WHAT TO WORK ON | From the entries that follow, list every line in which the string "cricket" appears.

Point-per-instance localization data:
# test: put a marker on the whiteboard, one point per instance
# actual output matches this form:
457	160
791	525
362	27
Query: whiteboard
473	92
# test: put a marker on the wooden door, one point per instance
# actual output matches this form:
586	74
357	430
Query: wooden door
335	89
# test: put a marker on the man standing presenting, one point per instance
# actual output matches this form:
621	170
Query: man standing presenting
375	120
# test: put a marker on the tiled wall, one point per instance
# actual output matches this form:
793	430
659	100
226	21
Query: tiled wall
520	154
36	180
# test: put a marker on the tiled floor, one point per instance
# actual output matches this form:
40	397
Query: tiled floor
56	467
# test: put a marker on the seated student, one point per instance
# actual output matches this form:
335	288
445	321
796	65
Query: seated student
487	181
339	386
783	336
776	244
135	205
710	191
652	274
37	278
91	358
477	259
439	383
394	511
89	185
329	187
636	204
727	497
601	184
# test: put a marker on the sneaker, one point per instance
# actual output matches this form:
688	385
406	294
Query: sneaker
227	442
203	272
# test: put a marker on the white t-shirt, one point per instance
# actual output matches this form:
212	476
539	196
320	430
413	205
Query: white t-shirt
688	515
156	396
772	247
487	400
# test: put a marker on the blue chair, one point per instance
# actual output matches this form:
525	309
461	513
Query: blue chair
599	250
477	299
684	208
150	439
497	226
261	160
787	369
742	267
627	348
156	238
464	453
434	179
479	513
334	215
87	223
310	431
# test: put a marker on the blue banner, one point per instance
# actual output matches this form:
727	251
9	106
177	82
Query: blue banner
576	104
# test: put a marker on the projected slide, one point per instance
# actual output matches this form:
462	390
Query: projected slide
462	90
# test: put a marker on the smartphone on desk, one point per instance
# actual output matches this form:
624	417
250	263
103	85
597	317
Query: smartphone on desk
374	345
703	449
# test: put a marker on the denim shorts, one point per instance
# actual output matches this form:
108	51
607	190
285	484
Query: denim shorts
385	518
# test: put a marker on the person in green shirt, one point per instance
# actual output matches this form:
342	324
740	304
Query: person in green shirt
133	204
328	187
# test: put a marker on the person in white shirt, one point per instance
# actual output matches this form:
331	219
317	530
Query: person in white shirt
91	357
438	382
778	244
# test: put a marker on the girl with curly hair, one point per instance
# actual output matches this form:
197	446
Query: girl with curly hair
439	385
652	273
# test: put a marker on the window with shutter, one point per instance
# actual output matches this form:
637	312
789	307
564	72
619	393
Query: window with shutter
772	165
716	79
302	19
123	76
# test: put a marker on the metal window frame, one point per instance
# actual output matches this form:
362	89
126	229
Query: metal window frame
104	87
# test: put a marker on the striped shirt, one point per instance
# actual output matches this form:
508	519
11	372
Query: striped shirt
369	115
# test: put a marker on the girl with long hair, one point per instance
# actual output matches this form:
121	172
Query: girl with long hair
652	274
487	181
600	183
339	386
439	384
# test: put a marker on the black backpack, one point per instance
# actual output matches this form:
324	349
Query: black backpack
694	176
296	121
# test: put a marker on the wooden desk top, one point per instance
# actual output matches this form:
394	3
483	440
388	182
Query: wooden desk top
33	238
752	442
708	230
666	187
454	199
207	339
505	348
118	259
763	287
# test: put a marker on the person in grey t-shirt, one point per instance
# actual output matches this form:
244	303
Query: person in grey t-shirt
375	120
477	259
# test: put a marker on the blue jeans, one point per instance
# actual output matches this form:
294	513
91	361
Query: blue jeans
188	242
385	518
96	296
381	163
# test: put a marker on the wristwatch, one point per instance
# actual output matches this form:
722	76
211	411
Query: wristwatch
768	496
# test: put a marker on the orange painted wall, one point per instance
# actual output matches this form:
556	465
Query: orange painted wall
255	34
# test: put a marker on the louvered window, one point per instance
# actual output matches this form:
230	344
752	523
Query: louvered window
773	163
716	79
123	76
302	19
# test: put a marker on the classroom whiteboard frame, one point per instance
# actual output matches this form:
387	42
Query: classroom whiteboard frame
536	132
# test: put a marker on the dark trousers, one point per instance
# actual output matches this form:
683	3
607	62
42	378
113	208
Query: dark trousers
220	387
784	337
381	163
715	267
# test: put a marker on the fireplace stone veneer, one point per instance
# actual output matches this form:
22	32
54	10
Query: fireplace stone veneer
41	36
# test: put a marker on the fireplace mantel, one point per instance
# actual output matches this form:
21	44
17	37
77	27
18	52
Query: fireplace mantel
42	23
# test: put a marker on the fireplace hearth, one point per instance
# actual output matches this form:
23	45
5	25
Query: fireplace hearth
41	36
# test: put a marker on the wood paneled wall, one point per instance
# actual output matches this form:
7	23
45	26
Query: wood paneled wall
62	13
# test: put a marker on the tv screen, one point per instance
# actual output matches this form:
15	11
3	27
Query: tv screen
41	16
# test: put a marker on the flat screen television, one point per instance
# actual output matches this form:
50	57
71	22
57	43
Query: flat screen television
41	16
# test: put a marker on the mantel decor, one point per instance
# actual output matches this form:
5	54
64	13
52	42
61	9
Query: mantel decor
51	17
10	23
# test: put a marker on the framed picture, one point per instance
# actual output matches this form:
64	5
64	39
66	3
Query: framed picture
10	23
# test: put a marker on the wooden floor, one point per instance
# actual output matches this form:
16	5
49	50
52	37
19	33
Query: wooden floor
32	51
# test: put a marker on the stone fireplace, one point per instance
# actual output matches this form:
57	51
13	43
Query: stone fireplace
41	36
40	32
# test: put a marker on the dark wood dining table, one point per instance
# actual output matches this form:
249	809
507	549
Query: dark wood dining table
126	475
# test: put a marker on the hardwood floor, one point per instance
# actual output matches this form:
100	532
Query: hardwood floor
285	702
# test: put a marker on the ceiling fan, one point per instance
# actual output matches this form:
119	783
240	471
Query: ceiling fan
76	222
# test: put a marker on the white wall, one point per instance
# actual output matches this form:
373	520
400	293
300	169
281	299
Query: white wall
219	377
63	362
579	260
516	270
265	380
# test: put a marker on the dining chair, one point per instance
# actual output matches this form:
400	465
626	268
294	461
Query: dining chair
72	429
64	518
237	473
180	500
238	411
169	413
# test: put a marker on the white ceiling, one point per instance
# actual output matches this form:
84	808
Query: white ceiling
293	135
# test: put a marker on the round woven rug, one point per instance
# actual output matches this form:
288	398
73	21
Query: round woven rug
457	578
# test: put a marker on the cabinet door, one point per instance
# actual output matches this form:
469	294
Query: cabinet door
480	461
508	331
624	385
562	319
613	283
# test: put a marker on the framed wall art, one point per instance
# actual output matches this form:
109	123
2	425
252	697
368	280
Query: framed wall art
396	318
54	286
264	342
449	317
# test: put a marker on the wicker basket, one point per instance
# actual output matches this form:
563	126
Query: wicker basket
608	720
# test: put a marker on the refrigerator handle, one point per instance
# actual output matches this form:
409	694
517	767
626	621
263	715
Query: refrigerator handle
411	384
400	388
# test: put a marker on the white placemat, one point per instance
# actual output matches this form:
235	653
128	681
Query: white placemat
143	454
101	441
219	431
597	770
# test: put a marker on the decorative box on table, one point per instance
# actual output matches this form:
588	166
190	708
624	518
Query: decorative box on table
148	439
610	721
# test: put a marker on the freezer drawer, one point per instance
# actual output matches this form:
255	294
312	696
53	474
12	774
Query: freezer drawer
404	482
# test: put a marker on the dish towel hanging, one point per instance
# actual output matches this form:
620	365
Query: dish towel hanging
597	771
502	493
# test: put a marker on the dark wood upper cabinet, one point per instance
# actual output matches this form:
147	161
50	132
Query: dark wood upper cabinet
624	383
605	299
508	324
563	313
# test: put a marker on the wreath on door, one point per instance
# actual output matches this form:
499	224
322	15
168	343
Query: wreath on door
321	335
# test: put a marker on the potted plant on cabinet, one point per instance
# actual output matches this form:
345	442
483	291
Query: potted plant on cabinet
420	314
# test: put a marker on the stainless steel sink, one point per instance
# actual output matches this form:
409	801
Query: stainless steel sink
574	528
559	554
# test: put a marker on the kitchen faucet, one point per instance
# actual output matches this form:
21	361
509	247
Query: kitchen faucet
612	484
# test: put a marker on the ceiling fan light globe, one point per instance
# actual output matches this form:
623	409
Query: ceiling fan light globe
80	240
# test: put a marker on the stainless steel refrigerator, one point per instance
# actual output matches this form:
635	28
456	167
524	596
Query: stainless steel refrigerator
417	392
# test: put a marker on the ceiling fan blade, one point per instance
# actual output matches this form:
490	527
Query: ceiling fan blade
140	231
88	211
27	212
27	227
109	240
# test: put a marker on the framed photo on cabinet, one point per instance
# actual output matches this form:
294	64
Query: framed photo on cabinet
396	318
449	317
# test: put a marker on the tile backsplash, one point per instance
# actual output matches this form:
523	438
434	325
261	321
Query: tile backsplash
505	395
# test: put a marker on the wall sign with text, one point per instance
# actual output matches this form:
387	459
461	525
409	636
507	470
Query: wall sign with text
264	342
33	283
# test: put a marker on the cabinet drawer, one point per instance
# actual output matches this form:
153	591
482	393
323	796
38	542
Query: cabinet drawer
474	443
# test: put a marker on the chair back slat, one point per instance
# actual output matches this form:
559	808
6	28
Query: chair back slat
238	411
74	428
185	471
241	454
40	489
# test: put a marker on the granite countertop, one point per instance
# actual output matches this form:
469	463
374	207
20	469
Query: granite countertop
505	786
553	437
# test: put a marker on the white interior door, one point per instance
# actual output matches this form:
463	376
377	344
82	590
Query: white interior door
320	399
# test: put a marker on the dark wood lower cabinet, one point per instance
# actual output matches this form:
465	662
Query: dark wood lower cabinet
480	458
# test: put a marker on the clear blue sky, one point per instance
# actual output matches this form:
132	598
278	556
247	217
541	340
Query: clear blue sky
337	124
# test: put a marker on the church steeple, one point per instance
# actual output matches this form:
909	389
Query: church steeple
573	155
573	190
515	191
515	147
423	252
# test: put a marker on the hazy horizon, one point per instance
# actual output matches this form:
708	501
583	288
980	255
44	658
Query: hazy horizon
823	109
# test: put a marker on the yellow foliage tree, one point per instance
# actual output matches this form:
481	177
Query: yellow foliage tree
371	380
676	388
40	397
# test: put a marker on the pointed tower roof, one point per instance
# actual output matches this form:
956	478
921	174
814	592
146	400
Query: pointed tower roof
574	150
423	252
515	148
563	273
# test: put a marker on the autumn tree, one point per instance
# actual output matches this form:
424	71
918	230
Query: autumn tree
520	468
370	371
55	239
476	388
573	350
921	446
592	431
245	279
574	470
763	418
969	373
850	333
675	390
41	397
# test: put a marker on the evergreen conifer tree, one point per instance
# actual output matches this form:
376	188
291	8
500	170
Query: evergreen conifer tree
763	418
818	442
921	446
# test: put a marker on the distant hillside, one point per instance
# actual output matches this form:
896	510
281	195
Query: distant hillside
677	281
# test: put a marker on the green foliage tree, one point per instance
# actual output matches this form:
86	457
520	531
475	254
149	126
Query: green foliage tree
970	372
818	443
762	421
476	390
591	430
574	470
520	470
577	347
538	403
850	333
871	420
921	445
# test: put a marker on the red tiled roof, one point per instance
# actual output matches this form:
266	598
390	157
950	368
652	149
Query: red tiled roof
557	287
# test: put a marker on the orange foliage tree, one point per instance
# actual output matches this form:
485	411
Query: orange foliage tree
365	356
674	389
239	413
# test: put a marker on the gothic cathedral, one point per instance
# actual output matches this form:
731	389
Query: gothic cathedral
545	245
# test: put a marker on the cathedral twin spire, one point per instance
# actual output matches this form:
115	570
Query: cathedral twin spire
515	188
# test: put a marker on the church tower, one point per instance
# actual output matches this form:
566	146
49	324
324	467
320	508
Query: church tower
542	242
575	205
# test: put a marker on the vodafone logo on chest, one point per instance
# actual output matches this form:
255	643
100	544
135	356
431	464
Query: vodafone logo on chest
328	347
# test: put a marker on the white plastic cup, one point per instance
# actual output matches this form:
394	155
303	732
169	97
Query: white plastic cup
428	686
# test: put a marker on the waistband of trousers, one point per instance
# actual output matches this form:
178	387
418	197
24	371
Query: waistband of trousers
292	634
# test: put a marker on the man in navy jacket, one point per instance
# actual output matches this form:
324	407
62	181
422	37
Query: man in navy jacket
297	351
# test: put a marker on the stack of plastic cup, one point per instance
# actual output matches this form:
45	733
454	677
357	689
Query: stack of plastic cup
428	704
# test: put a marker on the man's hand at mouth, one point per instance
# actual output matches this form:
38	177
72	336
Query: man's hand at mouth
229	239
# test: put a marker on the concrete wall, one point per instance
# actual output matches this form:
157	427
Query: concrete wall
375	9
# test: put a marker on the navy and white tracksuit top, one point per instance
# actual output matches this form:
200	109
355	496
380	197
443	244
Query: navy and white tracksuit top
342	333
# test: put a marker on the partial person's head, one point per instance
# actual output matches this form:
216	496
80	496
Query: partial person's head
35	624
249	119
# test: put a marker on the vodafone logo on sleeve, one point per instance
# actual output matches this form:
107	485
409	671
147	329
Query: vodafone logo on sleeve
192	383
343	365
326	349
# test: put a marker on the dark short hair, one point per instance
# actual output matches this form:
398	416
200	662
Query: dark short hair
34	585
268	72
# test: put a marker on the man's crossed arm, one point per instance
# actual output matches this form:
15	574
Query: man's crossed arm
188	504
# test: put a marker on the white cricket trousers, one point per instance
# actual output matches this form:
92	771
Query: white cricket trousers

PROBLEM SOLUTION |
# test: put a marker on the white cricket trousers, one point per instance
Query: white cricket trousers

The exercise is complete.